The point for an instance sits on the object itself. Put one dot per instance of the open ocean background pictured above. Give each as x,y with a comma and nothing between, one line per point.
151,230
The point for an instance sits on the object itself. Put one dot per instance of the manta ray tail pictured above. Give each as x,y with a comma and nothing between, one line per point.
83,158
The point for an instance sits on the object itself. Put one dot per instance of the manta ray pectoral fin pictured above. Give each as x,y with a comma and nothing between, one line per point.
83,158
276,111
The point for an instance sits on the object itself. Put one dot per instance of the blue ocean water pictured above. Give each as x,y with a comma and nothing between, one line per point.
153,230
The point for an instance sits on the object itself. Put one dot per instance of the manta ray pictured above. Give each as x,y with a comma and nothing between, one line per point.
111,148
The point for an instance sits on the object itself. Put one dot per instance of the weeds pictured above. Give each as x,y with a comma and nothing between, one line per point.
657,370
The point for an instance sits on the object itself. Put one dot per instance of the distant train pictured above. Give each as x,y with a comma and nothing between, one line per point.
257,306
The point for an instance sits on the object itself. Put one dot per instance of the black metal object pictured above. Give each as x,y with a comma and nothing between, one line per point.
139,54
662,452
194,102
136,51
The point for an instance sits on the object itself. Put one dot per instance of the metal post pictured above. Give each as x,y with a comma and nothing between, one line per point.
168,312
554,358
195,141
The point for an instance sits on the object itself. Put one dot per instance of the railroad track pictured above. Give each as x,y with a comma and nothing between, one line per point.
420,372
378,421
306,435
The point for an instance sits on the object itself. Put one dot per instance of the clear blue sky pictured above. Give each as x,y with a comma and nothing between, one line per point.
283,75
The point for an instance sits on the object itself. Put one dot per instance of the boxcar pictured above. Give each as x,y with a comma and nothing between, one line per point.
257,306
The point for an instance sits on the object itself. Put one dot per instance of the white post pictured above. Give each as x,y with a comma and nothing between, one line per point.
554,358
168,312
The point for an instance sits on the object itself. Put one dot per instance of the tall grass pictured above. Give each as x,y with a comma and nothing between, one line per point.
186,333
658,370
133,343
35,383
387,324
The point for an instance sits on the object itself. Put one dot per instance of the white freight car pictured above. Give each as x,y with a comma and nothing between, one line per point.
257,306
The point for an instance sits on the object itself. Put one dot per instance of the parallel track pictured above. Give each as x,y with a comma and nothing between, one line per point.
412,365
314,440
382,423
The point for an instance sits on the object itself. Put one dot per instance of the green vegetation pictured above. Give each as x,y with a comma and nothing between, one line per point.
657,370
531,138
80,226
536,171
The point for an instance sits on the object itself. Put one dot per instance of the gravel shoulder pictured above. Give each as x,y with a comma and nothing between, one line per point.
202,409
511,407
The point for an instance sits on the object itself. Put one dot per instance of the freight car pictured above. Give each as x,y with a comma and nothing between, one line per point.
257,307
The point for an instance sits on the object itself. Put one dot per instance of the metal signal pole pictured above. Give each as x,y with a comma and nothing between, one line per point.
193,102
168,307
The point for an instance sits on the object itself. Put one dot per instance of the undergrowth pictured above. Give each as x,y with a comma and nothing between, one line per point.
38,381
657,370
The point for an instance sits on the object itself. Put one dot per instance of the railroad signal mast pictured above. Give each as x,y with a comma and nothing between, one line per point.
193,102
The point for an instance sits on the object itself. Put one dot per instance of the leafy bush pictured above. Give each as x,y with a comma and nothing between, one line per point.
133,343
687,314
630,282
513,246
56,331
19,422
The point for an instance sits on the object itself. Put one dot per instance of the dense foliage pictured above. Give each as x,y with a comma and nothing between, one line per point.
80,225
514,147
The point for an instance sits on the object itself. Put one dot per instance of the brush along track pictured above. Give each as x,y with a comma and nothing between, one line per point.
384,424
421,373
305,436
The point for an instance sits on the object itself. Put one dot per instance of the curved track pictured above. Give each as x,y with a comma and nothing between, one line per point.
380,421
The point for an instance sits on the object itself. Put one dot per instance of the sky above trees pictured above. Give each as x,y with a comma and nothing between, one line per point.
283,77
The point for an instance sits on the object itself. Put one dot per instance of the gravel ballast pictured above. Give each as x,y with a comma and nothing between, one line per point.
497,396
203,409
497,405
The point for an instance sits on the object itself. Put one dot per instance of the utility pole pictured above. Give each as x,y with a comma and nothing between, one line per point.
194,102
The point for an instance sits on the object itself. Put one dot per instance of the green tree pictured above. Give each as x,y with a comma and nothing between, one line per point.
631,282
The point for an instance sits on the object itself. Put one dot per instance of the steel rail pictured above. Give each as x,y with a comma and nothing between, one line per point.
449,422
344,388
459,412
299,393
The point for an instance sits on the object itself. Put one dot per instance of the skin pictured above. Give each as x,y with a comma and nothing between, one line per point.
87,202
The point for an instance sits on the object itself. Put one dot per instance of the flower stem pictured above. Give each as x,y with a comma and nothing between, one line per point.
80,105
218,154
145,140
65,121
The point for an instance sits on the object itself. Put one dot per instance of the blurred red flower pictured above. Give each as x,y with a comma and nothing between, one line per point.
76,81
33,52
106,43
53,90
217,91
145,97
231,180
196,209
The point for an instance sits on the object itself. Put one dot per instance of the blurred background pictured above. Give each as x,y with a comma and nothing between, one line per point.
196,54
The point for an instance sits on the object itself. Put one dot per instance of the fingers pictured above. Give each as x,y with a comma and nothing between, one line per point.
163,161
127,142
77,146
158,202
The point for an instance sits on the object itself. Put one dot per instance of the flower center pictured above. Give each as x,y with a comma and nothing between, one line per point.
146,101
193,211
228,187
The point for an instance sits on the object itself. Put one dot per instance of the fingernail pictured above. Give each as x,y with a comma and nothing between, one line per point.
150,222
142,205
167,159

*WHAT TO PRODUCE*: Generate an exact reproduction of all entries.

*RESPONSE TO THIS EXERCISE*:
The point for an instance sits on the object itself. Put one dot per instance of the open ocean background pictured above. Give each as x,y with a comma and nothing between, one line per point.
151,230
The point for an instance sits on the object itself. Put one dot per instance of the manta ray tail pictured above. Give each as x,y with a comma and nothing between, one line per point.
83,158
The point for an instance sits on the object itself. Put one dot per instance of the manta ray pectoral fin pictured above. Give each as x,y with a comma and nothing between, one line per point.
83,158
276,111
The point for an instance sits on the object itself. Put one dot per instance of the blue ocean water pictured above. Give each as x,y with a comma and nothing between, one line per point.
153,230
The point for an instance sits on the object itself. Put one dot per instance of the manta ray pictured above. Give each as x,y with a comma and nothing between, one line per point.
111,148
The point for an instance sits on the object itself. Put one dot per instance of the weeds pictured above. Give each as x,y with a comma and nothing between, one line per point.
657,370
The point for an instance sits on the object itself. Put one dot per instance of the distant train pictured above. Give each as x,y with a comma and nothing between, one line per point.
257,306
The point for an instance sits on the object itself. Put one dot per instance of the black metal object pictured above. Give each as x,y with a comma and nothing between, one line per point.
139,54
662,452
194,102
136,51
The point for an instance sits on the object itself. Put one dot per instance of the metal post pictured above. Give each as x,y with a comma and nothing between, one line per point.
168,312
554,358
195,141
The point for an instance sits on the object itself. Put one dot per instance of the railroad track pictured above. Give each as x,y with a comma and nothing between, one line per point.
420,372
378,421
306,435
The point for an instance sits on the object itself. Put one dot per instance of the clear blue sky pictured above. Give each as x,y with a comma and nothing between, one line per point.
283,75
The point for an instance sits on the object itself. Put one dot per instance of the boxcar pictured above. Give each as x,y with a comma and nothing between, one line per point.
257,306
The point for an instance sits on the object itself. Put one dot per instance of the white post pictured above. Give each as x,y with a comma and nothing between, one line per point.
554,358
168,312
The point for an instance sits on the object itself. Put one dot per instance of the tall grass pictured above. Give each as x,y with a comma and nothing between, one line per point.
186,333
658,370
133,343
35,383
387,324
The point for an instance sits on the object itself. Put one dot per instance of the white freight car pictured above. Give each as x,y with a comma and nothing between, one line per point.
257,306
The point for an instance sits on the object itself. Put one dot per instance of the parallel track pictured above. Give each as x,y with a comma and nothing between, one line per point.
412,365
314,440
382,423
The point for an instance sits on the object itself. Put one dot per instance of the green vegetation pictured above. Give each as x,y with a comma and nothing between, one line per point.
657,370
531,138
80,226
536,171
The point for an instance sits on the object itself. Put one dot per instance of the gravel shoulder pictured above. Give each as x,y with a comma and nothing between, one line per point.
202,409
511,407
The point for an instance sits on the object itself. Put one dot per instance of the freight car pictured above. Give each as x,y with a comma and nothing between, one line per point.
257,307
The point for an instance sits on the object itself. Put one dot per instance of the metal signal pole pictured above. Give each as x,y with a comma and nothing between, one line per point.
193,102
168,307
The point for an instance sits on the object itself. Put one dot per instance of the undergrowth pictured above. Give each as x,y with a comma and nothing between, one line per point.
38,381
657,370
The point for an instance sits on the object itself. Put one dot per instance of the railroad signal mast pictured above. Give each as x,y with a comma and nothing between, one line per point.
193,102
The point for an instance sits on the object itself. Put one dot per instance of the leafy bush pictured above. Give each as x,y with a comma and nothing between, one line per point.
133,343
687,314
630,282
513,246
56,331
19,422
The point for an instance sits on the object itself. Put one dot per instance of the dense foliage pictured above. Give each as x,y with a comma and nothing between, one line per point.
80,225
514,147
The point for an instance sits on the object itself. Put one dot per instance of the brush along track pictured above. Give each as x,y with a comma and nothing between, one line per point.
384,424
421,373
305,436
The point for an instance sits on the object itself. Put one dot per instance of the curved track pictured above. Give each as x,y with a comma and nothing between, one line per point.
380,421
The point for an instance sits on the object itself. Put one dot per instance of the sky above trees pictured above. Give each as x,y with a comma and nothing between, one line per point.
283,77
The point for an instance sits on the object itself. Put one dot per instance of the gravel ballast pictured above. Give each as x,y with a comma and nothing between, one line per point.
497,396
203,409
497,405
The point for an instance sits on the object itself. Put one dot per instance of the utility pole pictured above. Give each as x,y with a comma and nothing between, one line per point.
194,102
The point for an instance sits on the object itself. Put one dot per instance of the green tree pictured above. Give each as x,y with a comma and nothing between, one line per point.
631,282
The point for an instance sits on the object itself. Put one dot per instance of the steel rail pictured above. Give each as x,y with a comma and nothing between, one line per point.
449,422
344,388
459,412
299,393
The point for an instance sits on the object itself. Put one dot per instance of the skin pictured above. Give each as x,y with a comma and nothing between, one line per point.
87,202
The point for an instance sits on the object itself. Put one dot per instance of the flower stem pictured above. Give each as x,y with a comma and nothing between, one line per point.
80,105
218,154
145,140
65,121
The point for an instance sits on the object itself. Put one dot per instance of the blurred red flower pictured above. Give each as x,y with a comma and nothing between, one line per point.
76,81
33,52
106,43
53,90
217,91
145,97
231,180
196,209
The point for an instance sits on the object itself. Put one dot per instance of the blurred background pictured above. Give each as x,y with a comma and nothing between, one line per point.
196,54
The point for an instance sits on the object itself. Put one dot per instance of the fingers pictured above. Give each as x,y with a comma and nothing between, one line per point.
163,161
127,142
77,146
158,202
The point for an instance sits on the object itself. Put one dot per instance of the flower center pictured above. Give each as x,y with a comma and nothing between, one line per point.
146,101
193,211
228,187
The point for an instance sits on the object itself. Put one dot per instance of the fingernail pictured above. Give each as x,y with a comma and nothing between, one line per point.
150,222
142,205
167,159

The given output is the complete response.